> Exercise requirements
• A. In the arsenic speciation excerpt, how was the As(V) content determined?
• B. Please pick up the arsenic speciation excerpt after its final line and carry it on.

> Page excerpt
........

For the analysis of DMA, MMA and inorganic arsenic, as the sum of As(III) plus As(V), one aliquot of sample was derivatized by thioglycolic acid ethyl ester (TGE) and analyzed by GC (GC-2014, Shimadzu, Japan), with the procedure conducted as follows. The aqueous samples (5 mL) were placed in 10 mL capped glass tubes, followed by the addition of 50 μL 1 mol L−1 HCl and 150 μL TGE subsequently. The tubes were closed and shaken intensively for 2 min at ambient temperature. After the addition of 2 mL of cyclohexane, shaking was continued for another 2 min. Finally, 2 μL of the upper organic phase of the reaction mixture was injected into the GC injection port. For the analysis of As(III), magnesia mixture and phosphate solution were added to another aliquot of sample to remove As(V) by co-precipitation with magnesium ammonium phosphate.43 The precipitate was filtered off and As(III) was determined in the filtrate following the same procedure. The content of As(V) was calculated as the difference between total inorganic arsenic content and As(III) content. Table 2 summarizes the operating parameters of the GC system. The LOD in solid matrices was 0.15, 0.3 and 1.2 mg kg−1 for DMA, MMA and inorganic arsenic species, respectively. The QA was checked by recovery experiments for six different earthworm samples spiked with the four arsenic species at three concentration levels (2.5, 5 and 15 mg kg−1). The average recoveries ± standard deviations of As(III), As(V), MMA and DMA were 94.3 ± 2.8, 95.2 ± 5.6, 96.1 ± 6.3 and 98.1 ± 10.5, respectively. Moreover, there was no evidence of interconversion between species found during the analysis process, proving that the analytical methodology proposed in this study was accurate and reliable for the analysis of the four arsenic species in earthworm samples. The concentrations of different arsenic species were also expressed as mg kg−1 of dry weight.

Table 2 GC operating parameters
Parameters Settings
Detector Flame ionization detector (FID)

........

> Dataset entries
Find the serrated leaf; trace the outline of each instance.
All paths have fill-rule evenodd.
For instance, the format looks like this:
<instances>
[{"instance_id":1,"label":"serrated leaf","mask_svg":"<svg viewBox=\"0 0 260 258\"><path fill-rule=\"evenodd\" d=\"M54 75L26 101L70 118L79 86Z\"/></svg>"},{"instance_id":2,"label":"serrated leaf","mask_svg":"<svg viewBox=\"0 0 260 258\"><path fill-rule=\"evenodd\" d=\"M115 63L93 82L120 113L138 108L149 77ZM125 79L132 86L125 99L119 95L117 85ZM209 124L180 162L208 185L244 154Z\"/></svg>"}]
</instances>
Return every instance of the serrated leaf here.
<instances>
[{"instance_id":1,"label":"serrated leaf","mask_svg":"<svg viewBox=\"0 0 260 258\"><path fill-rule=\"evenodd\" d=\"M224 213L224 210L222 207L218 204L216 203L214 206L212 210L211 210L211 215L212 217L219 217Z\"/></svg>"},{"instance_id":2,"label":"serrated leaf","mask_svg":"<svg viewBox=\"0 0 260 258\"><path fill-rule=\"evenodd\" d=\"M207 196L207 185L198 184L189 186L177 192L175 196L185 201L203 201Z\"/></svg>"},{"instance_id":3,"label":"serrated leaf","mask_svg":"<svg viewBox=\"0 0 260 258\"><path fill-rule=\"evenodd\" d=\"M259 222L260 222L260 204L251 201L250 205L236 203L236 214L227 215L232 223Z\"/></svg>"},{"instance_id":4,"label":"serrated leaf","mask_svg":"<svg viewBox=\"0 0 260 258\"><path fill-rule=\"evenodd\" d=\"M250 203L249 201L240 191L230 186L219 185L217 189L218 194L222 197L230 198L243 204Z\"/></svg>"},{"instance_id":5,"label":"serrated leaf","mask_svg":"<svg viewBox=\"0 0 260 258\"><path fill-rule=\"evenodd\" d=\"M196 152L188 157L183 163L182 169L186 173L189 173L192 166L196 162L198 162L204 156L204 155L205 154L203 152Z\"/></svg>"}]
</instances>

........

> Outputs for the tasks
• A. It was calculated as the difference between the total inorganic arsenic content and the As(III) content.

• B.
GC column Restek Rtx-5 30 m × 0.25 mm, 0.25 μm
Temperature program 50 °C (0.5 min), 20 °C min−1 to 230 °C, 40 °C min−1 to 300 °C (1 min)
Carrier nitrogen flow 3.0 mL min−1
Injector temperature 240 °C
Detector temperature 300 °C
Sample volume 2 μL
Injection mode Splitless
Reading mode Peak area


Statistical analysis

All statistical analysis in this study was carried out using the SPSS 18.0 software (SPSS Inc., Chicago, USA). The NRRT data were analyzed by one-way analysis of variance (ANOVA) a priori test for the differences among all means. Tukey’s post hoc test was used to determine the significance of differences in relation to the control and between specific groups. A logistic–sigmoid regression was used to fit a dose–response curve to the body arsenic concentration versus NRRT relationship. The probability level used for the statistical significance was P < 0.05. All data are presented as mean ± standard deviation (SD).

Results

Arsenic analysis of earthworms

The initial arsenic concentration in the earthworms was 5.56 ± 1.09 mg kg−1 dry weight. During the 70 day experimental period, the total arsenic concentration of the earthworms in control group varied slightly between 4.95 and 6.68 mg kg−1. As(V) was the only detectable arsenic species in the control group with the contents ranging from 4.42 to 6.30 mg kg−1.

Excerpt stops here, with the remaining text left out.